What is expected
For this exercise, reproduce each entry below exactly, excluding pictures.

== Segment start ==

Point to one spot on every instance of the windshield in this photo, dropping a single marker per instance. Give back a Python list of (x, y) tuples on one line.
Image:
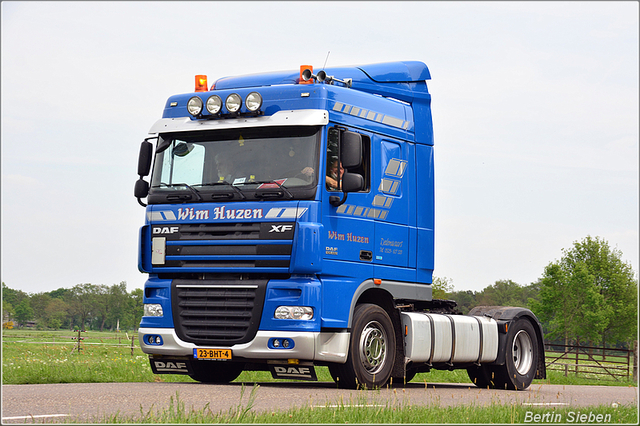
[(236, 164)]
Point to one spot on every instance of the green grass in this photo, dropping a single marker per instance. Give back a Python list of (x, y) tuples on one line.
[(49, 357), (362, 410)]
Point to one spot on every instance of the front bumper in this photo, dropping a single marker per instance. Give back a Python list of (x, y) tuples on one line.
[(309, 346)]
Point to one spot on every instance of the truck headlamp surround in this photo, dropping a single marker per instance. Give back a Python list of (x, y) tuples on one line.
[(253, 101), (214, 104), (194, 106), (294, 312), (153, 310), (233, 103)]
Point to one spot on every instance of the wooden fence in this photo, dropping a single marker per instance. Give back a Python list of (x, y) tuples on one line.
[(587, 360)]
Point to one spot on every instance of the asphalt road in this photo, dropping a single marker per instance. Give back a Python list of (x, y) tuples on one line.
[(91, 402)]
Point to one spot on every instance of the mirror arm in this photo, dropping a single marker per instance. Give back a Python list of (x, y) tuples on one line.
[(335, 201)]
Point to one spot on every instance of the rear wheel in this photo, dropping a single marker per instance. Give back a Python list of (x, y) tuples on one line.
[(215, 372), (372, 349), (521, 357)]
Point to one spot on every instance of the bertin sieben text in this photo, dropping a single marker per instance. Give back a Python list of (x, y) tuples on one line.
[(571, 417)]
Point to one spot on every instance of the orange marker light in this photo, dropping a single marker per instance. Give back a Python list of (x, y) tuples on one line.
[(302, 69), (201, 83)]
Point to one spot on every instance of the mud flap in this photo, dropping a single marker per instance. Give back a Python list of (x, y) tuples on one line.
[(170, 366), (293, 371)]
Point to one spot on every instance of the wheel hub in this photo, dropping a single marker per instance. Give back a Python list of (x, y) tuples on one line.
[(522, 351), (373, 345)]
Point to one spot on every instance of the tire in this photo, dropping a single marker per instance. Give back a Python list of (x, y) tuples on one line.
[(215, 372), (521, 357), (372, 350)]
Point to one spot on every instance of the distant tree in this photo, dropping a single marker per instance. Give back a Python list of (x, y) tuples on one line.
[(589, 294), (441, 287), (508, 293), (56, 313), (81, 301), (117, 299), (8, 312), (466, 300), (502, 293), (13, 296), (59, 293), (39, 304), (24, 312)]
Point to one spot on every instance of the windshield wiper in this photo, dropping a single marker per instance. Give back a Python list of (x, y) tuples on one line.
[(191, 188), (224, 182), (267, 194)]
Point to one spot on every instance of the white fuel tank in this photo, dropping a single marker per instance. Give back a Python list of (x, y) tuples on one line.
[(436, 338)]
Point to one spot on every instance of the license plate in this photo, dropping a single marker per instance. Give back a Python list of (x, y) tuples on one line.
[(211, 353)]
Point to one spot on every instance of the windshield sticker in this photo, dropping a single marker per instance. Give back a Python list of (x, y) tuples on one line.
[(222, 212)]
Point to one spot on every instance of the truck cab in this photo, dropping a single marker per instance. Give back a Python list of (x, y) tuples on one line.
[(290, 223)]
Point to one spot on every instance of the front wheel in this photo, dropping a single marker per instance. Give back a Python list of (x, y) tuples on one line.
[(372, 350), (521, 357)]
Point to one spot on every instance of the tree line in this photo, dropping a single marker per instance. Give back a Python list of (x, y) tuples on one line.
[(84, 306), (588, 296)]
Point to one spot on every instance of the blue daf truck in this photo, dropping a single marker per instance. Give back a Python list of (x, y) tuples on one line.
[(290, 224)]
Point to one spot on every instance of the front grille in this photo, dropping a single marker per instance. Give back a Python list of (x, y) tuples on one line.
[(217, 247), (217, 312)]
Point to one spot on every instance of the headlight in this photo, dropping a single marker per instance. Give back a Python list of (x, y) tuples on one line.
[(233, 102), (294, 312), (214, 104), (153, 310), (253, 101), (194, 106)]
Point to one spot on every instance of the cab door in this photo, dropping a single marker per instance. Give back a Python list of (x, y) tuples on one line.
[(391, 200)]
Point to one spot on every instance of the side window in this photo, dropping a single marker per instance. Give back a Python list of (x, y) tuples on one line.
[(184, 164), (334, 168)]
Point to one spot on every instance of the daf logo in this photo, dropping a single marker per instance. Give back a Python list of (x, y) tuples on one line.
[(166, 230), (281, 228)]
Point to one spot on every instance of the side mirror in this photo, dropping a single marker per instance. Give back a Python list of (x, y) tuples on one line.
[(144, 158), (352, 182), (141, 189), (351, 150)]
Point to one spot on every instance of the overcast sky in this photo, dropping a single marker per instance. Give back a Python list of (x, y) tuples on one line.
[(535, 110)]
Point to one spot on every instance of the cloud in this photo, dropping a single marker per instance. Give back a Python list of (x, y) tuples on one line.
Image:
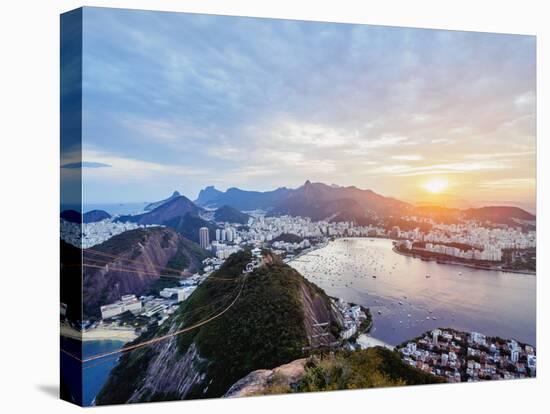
[(85, 164), (405, 157), (191, 100)]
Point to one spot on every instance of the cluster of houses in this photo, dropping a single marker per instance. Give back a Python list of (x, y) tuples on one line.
[(460, 356)]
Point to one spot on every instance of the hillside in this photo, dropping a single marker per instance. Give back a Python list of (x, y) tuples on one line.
[(370, 368), (72, 216), (156, 204), (176, 207), (229, 214), (131, 262), (320, 201), (267, 326), (188, 226), (241, 199), (93, 216), (315, 200), (71, 280)]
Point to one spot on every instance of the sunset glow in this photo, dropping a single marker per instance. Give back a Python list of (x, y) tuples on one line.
[(436, 186)]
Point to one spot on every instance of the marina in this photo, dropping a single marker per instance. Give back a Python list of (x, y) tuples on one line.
[(408, 296)]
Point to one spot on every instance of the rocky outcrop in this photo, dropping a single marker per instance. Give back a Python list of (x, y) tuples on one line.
[(259, 382), (276, 316), (170, 373)]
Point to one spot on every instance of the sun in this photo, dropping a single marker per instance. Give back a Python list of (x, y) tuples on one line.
[(436, 185)]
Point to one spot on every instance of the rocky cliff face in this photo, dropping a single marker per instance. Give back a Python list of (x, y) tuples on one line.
[(273, 321), (280, 379), (131, 262)]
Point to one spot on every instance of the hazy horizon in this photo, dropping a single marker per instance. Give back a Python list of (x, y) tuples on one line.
[(175, 101)]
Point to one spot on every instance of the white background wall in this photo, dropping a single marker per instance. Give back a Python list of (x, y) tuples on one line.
[(29, 196)]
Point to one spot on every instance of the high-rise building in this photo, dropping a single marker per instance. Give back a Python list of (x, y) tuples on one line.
[(204, 238)]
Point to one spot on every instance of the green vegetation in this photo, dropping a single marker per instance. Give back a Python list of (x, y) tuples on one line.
[(187, 250), (369, 368), (264, 329), (123, 242), (128, 374)]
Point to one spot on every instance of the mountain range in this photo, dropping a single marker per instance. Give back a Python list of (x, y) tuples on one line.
[(320, 201)]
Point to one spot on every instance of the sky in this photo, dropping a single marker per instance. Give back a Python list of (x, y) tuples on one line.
[(175, 101)]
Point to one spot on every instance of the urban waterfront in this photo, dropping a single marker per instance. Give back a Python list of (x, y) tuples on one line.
[(408, 296), (95, 373)]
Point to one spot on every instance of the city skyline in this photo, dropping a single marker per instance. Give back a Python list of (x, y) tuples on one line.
[(417, 114)]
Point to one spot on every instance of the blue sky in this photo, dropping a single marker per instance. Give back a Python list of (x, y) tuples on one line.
[(175, 101)]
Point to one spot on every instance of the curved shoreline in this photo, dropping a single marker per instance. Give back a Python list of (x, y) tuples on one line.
[(98, 334), (456, 263)]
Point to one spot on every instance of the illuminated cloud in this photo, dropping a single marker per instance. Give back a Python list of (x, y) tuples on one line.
[(182, 101)]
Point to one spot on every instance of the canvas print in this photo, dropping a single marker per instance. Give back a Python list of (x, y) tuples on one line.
[(262, 206)]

== Segment end ==

Result of this exercise
Point to one spot on every instance of the windshield in this photo, dropping a single marker per instance. Give back a Python list of (x, y) tuples on one line.
Image:
[(236, 164)]
Point to one spot on every instance of the green grass in this photo, dropping a single marker per instance. Give back a Python list of (x, y) tuples on one line.
[(49, 357), (362, 410)]
Point to one spot on every instance of the front bumper in this photo, dropping a single marker per instance. Give back a Python list of (x, y) tuples on one line.
[(309, 346)]
Point to one spot on every instance of the truck headlamp surround in this photo, dropping a single marker per instance. Give back a Python list of (x, y) tuples on one line.
[(253, 101), (214, 104), (194, 106), (294, 312), (153, 310), (233, 103)]
Point to one spot on every instance of the wooden fence in this photo, dropping a single marker per instance. Give back a Python list of (x, y) tuples on one line.
[(587, 360)]
Point to one spot on every instance of the asphalt road in this photo, dropping a single marker per instance. Give back a Python list of (x, y) tuples on one line.
[(91, 402)]
Point to one spot on every instance of the mirror arm in this photo, dropping a single marker per instance. Give back a Python list of (x, y) tuples on one line.
[(335, 201)]
Point to one spot on every instance of the rear wheel in this photo, dropping a single marker per instance. Give back a Python list of (x, y) tuples on one line.
[(215, 372), (372, 349), (521, 357)]
Point to one spot on every instance of the bertin sieben text in this photo, dropping a single marker per instance. Give back a Python list of (x, y) tuples on one line.
[(571, 417)]
Point to one spot on every instance of the orange marker light in this photo, dropping a single marker per instance. Give back a Python list of (x, y) tuples on one line.
[(302, 69), (201, 83)]
Point to one spot on every instance of the mud flap in this photo, dropping a single marker per instance. Give back a Python list of (x, y) tuples on one line.
[(170, 366), (293, 371)]
Point to one spot on every instance of the wheel hub in this photo, dropping a single marker per instance. Give back a Python list of (x, y) tuples on one line.
[(522, 351), (373, 345)]
Point to one spot on every instance of the tire in this photo, dropping a single marker per instance. Give back a Python list of (x, y) tuples on one line.
[(215, 372), (521, 357), (372, 350)]
Point to one spot on every instance of the distant tree in this photo, dropping a single marker per instance. Give back a Python list of (x, y) tuples on one line.
[(589, 294), (441, 287), (508, 293), (56, 313), (81, 301), (117, 299), (8, 312), (466, 300), (502, 293), (13, 296), (59, 293), (39, 304), (24, 312)]
Point to one spot on every instance of the windshield wiper in this photo, dropping a single marker per instance. Give back a Python list of (x, y) tuples on one line.
[(191, 188), (224, 182), (267, 194)]
Point to one spot on every instance of the white fuel tank in this photo, dropping a single marker per instance. Give back a Python list of (x, y) tuples on one line.
[(436, 338)]
Point to one spot on every instance of the license plate in this photo, dropping a single marker per instance. Give back a Python list of (x, y) tuples on one line.
[(211, 353)]
Point to one spot on every instance of the windshield sticker in this photo, dropping a single marker per instance. Give back a Python list of (x, y) tuples on one line.
[(222, 212)]
Point to one spot on every instance of the truck cab in this photo, dropping a single marker per instance. Give back a Python list of (x, y) tuples on one line.
[(290, 223)]
Point to one spot on every instance of the front wheel in this photo, dropping a single marker per instance. Give back a Python list of (x, y) tuples on one line.
[(372, 350), (521, 357)]
Point to one spot on every instance of the tree line in this photo, dropping a single marker per instance. Give back a Python list of (x, y) tuples on one line.
[(84, 306), (588, 296)]
Point to one spot on every instance of the blue daf truck in this photo, dropping a single marker per instance. Give back a Python list of (x, y) tuples on one line.
[(290, 224)]
Point to one spot on every instance of the front grille in this photo, dropping a single marker per instance. Give back a Python list of (x, y) tuples on one line.
[(217, 247), (217, 312)]
Point to one spot on every instance of the headlight in this photo, dropping a single marker per instance. Give back a Python list of (x, y) tuples on one line.
[(233, 102), (294, 312), (214, 104), (153, 310), (253, 101), (194, 106)]
Point to one spot on every instance of the cab door in this photo, dropping a single marker per instance. Give back a Python list of (x, y) tuples on one line.
[(391, 200)]
Point to one spot on every instance of the side window in this photo, dropping a single marker per instance. Give back a Python list of (x, y) tuples on one line.
[(184, 164), (334, 168)]
Point to one spot on every instance of the daf logo in this photo, dropping a single marker per instance. Give back a Python list of (x, y) tuples on one line.
[(166, 230), (281, 228)]
Point to one spot on every instance of the side mirror in this photo, dropping a single marker per instance. Give back a Python list of (x, y) tuples on one line.
[(144, 158), (352, 182), (141, 189), (351, 150)]
Point to one spot on every instance of the overcast sky in this photo, dropping a single marker per instance. Give back a Python list of (x, y) tuples on one line.
[(535, 110)]
Point to one spot on every instance of the cloud in this photo, dropping a single marker per instance. Give back a Python list of (x, y) tuples on one line.
Image:
[(85, 164), (405, 157), (191, 100)]
Point to one spot on every instance of the cluster of houses in this photo, dropping a single marker per instance. Give back a Python list of (x, y) tuples on one line.
[(460, 356)]
Point to one spot on every instance of the hillside in this photo, dropping a single marker per instance. Give back a Python list of (x, y) tuples on one line.
[(370, 368), (72, 216), (156, 204), (176, 207), (229, 214), (131, 262), (320, 201), (267, 326), (188, 226), (241, 199), (93, 216), (315, 200), (71, 280)]
Point to one spot on every instance of the sunset glow in this photo, dropping a single marker per instance. Give back a Python list of (x, y) tuples on one line.
[(436, 186)]
Point to one spot on every instance of the marina in this photo, dropping a single marker per instance. Give back a Python list of (x, y) tuples on one line.
[(408, 296)]
Point to one spot on every instance of the rocky outcrop in this photo, dropping a single marker per instance. Give back a Python list of (x, y) tuples on one line.
[(259, 382), (276, 316), (170, 373)]
Point to one spot on every instance of the sun in this photo, dropping a single marker per instance. Give back a Python list of (x, y) tuples on one line.
[(436, 185)]
Point to one spot on every instance of the rocky cliff face in this photo, dropping a single marker per instance. Give back a Python list of (x, y) tuples on one line.
[(273, 321), (280, 379), (131, 262)]
Point to one spot on every instance of the hazy horizon in this photo, dropping a single marker per instance. Give back a Python list of (x, y) tuples on one line.
[(175, 101)]
Point to one spot on every instance of the white background wall in this photo, dropping a single marker per instance. Give back a Python list of (x, y) tuples on one line.
[(29, 196)]
Point to one spot on every instance of the high-rise building in this photo, dropping a single marker per instance. Give back a Python list of (x, y) tuples on one line.
[(204, 238)]
Point to one spot on every instance of the green vegetation in this photo, dropping a single marker per instance. Give back a Python list of (x, y) tuples on one line.
[(187, 250), (369, 368), (264, 329), (123, 242), (128, 374)]
Point to one spot on every instance of the mountain range in this photo, dropping a single marker per instance. Give back a Python list of (x, y) tuples on one line.
[(320, 201)]
Point to one spot on every instance of the sky in this photo, dropping a single marker per instance. Give back a Python list of (x, y) tuples on one line.
[(175, 101)]
Point to one spot on every instance of the urban waterfront in this photo, dropping a single marker per instance. Give back a Python list of (x, y) tuples on one line.
[(408, 296), (95, 373)]
Point to one spot on every instance of the city skyline in this photo, dropping a single marker per instance. Give back a Python list of (x, y) tuples on one line.
[(417, 114)]
Point to one spot on every instance of the blue sky in this photo, dropping a single marker per instance. Give back a Python list of (x, y) tuples on one line.
[(175, 101)]
Point to one spot on every instance of the curved shoreline in this photo, dropping a single marker per instance. Give back a Python list of (x, y) tuples on one line.
[(98, 334), (456, 263)]
Point to one spot on every instance of the illuminated cloud in this photo, dropping a single marker per instance. Give back a Python list of (x, y) tuples on one line.
[(182, 101)]
Point to one spot on every instance of the canvas print in this photo, dropping a single marker per instance. Give back a Python list of (x, y) tuples on one line.
[(262, 206)]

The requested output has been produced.